* [Study text]:
$870,000 Training Grant to Help UMass Amherst Nursing Program Tackle Substance Abuse and Mental Illness in the Community

Donna Zucker
Donna Zucker
Sally Linowski
Sally Linowski

AMHERST, Mass. – The U.S. Department of Health and Human Services has awarded the College of Nursing at the University of Massachusetts Amherst $870,000 to develop a program to train student nurses in screening, brief intervention and referral to treatment (SBIRT).

The project is one of only 12 to be funded nationally by the Substance Abuse Mental Health Services Administration (SAMHSA) Center for Substance Abuse Treatment.

SBIRT is an approach for delivering early intervention and treatment to people with, or at-risk of developing, alcohol and/or substance use disorders. The grant addresses the growing need for medical care providers working across a variety of service delivery settings to be trained in SBIRT.

* [About this task]: Please write out the entire nursing training grant announcement above, word for word.

* [Dataset]:
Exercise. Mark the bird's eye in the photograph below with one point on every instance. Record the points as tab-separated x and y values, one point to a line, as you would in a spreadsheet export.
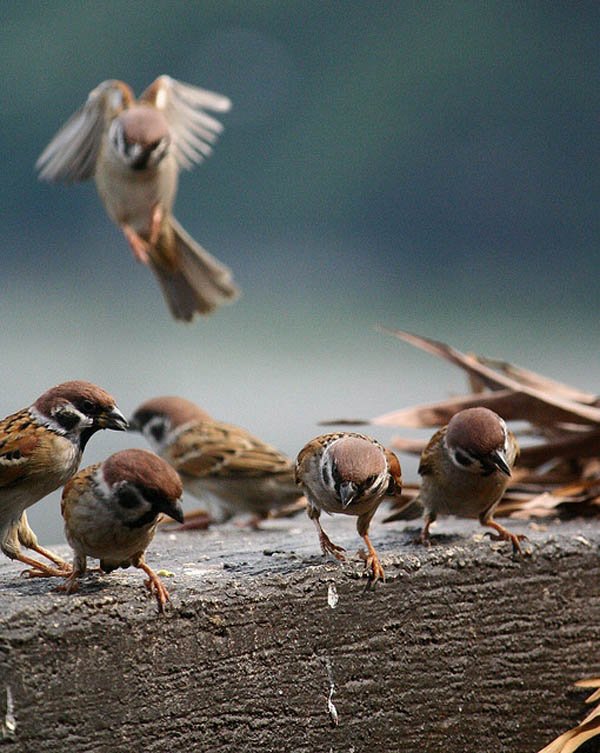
67	418
462	458
128	498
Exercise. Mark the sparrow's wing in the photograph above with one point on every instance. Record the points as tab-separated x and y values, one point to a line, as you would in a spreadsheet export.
72	153
312	449
223	451
192	129
75	487
19	437
426	467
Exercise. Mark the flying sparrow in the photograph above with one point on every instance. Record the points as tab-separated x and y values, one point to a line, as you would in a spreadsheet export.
111	511
348	473
218	463
40	449
466	468
134	150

* [Solution for this exercise]:
$870,000 Training Grant to Help UMass Amherst Nursing Program Tackle Substance Abuse and Mental Illness in the Community

Donna Zucker
Donna Zucker
Sally Linowski
Sally Linowski

AMHERST, Mass. – The U.S. Department of Health and Human Services has awarded the College of Nursing at the University of Massachusetts Amherst $870,000 to develop a program to train student nurses in screening, brief intervention and referral to treatment (SBIRT).

The project is one of only 12 to be funded nationally by the Substance Abuse Mental Health Services Administration (SAMHSA) Center for Substance Abuse Treatment.

SBIRT is an approach for delivering early intervention and treatment to people with, or at-risk of developing, alcohol and/or substance use disorders. The grant addresses the growing need for medical care providers working across a variety of service delivery settings to be trained in SBIRT.